- _Action item_
Exactly the lines below from the one with "Target: shadowed cliff face" up to and including the one with "Target: rocky outcrop" make up the answer, with nothing else added.
==== Extracted records
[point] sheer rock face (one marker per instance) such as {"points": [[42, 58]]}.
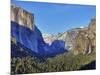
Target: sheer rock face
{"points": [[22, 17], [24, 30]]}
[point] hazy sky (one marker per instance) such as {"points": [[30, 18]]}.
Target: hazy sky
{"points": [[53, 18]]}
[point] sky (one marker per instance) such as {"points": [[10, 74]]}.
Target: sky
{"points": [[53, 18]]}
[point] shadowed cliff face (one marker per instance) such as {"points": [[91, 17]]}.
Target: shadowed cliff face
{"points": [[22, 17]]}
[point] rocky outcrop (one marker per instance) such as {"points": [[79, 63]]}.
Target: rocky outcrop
========
==== Extracted records
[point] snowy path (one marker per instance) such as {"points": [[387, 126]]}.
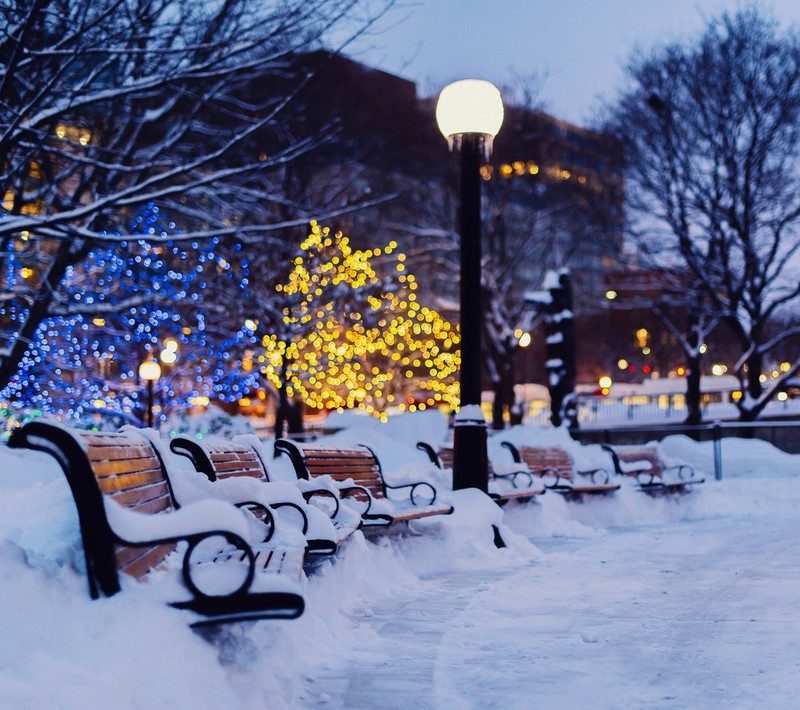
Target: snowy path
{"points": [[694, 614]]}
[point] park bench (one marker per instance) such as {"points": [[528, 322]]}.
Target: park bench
========
==== Extracted records
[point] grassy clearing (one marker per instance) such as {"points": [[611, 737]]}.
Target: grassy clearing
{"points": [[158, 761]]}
========
- _Answer area_
Target: shadowed cliff face
{"points": [[22, 17]]}
[point] rocky outcrop (one marker per instance) such as {"points": [[79, 63]]}.
Target: rocky outcrop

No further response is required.